スペインかぜ(スペインインフルエンザ)1回目の流行期の和歌山県田辺町(現在の田辺市の中心部)の様子を地方新聞『牟婁新報』の記事を引き写してご紹介します(不二出版の『牟婁新報〔復刻版〕』第29巻より。読みやすくするため、旧漢字・旧かな遣いは当用漢字・現代かな遣いに変更するなど表記を改めています)。
その日その日
今度の病菌は甲より乙丙丁と感染する毎に毒力が強くなるとの事だ。そのため?後の患者ほど病勢が激しいようだ。まだ無難な人は充分注意なさい。また一度罹かった者だとて免疫期間はわずか2ヶ月位と云うからこれも油断は大敵だ。この間某家へある親類から見舞状が来たのに対し返事に一家全滅(ことごとく罹かった)と洒落たので親類大いに驚き早速香典を送ってきた??こんな滑稽はたくさんあろう。
大正7年(1918年)11月25日付『牟婁新報』

テキスト・領域対応付けデータ
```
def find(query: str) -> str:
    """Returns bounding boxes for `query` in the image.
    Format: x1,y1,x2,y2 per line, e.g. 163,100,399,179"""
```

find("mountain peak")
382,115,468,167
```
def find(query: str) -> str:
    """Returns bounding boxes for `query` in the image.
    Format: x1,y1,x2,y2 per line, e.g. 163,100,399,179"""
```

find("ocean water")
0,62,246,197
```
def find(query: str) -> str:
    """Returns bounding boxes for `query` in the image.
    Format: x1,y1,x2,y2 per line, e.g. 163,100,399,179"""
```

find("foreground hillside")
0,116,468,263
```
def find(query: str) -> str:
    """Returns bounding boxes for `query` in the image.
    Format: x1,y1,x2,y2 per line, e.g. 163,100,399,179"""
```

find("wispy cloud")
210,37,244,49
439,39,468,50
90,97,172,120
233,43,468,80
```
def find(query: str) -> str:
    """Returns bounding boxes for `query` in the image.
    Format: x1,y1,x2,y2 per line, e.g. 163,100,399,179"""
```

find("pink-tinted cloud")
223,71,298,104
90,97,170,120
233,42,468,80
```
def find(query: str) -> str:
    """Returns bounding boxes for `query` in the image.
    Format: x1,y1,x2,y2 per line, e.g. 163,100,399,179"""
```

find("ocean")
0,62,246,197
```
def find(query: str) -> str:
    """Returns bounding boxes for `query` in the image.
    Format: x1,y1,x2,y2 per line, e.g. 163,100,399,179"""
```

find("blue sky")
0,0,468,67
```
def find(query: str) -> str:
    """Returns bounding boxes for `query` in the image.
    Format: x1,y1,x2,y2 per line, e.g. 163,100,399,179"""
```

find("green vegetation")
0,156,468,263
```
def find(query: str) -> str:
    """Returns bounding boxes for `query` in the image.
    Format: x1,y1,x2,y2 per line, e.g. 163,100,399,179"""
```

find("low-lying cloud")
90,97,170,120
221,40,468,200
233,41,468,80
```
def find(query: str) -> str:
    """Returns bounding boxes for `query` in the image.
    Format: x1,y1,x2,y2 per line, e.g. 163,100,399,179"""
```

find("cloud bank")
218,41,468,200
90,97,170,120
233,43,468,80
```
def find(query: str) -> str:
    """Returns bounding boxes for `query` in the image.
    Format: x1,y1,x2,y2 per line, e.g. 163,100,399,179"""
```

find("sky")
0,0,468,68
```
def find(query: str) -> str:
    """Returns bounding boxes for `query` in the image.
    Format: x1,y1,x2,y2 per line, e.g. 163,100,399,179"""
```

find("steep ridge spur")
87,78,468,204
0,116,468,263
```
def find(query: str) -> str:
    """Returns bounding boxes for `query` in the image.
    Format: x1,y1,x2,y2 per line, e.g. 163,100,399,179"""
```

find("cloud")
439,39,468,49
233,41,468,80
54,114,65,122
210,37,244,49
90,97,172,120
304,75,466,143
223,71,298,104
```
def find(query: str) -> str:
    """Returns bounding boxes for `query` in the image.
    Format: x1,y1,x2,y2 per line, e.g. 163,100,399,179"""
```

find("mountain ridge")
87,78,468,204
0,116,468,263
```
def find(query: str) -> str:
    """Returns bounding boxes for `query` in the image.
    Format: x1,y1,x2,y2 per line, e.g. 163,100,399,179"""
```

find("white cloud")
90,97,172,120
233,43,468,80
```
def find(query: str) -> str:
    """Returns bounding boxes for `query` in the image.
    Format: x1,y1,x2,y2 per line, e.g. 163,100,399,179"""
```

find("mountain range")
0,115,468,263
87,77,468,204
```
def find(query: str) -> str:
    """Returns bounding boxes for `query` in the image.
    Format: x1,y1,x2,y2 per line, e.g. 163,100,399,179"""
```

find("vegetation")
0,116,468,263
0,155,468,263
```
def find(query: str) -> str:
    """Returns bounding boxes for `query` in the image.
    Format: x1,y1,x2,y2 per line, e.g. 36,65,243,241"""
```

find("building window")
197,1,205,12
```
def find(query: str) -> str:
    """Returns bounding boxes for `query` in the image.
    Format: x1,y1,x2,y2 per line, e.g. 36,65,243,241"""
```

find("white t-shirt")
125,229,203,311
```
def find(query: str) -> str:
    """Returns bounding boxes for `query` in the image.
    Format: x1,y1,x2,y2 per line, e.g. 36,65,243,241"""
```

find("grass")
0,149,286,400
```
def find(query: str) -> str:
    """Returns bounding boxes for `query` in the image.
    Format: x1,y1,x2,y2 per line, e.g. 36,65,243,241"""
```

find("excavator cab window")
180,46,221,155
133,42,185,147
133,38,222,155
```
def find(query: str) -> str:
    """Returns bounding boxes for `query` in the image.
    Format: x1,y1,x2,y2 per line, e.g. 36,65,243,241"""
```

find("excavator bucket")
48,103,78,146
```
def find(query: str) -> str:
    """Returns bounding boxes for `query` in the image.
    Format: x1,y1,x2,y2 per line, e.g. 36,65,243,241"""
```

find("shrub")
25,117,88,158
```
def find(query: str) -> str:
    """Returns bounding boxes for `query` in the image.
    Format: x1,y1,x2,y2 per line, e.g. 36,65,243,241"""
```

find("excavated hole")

作業内容 | スペインかぜを伝える新聞記事の文章を、最後の箇所から書き継いでください。 これらの行はここでの作業には関わりません。

記述回答 |
手揃った郵便局 これから故障も少なかろう
当郵便局事務員大部分悪性感冒に罹かり、ために電話に電報に故障だからけなりしが罹病者もようやく回復出勤執務せしにより事務は今や旧に復したり。しかし集配人にいまだ全治せざる者あるをもってこの方面は思うように行かぬらしい。
大正7年(1918年)11月25日付『牟婁新報』
湯銭の値上げ 昨夜から開業
悪性感冒流行のため当町会津川以東の湯屋はこの程来止むなくいずれも休業中なりしが、感冒も追々下火となりたるをもって昨夜あたりよりぽつぽつ開業したり。なお燃料(薪)暴騰のため湯屋組合よりその筋へ申請中の
大正7年(1918年)11月25日付『牟婁新報』
新地から
感冒で寝込んでいる芸妓はまだ17,8名ありますが、たいてい晩は箱切れです。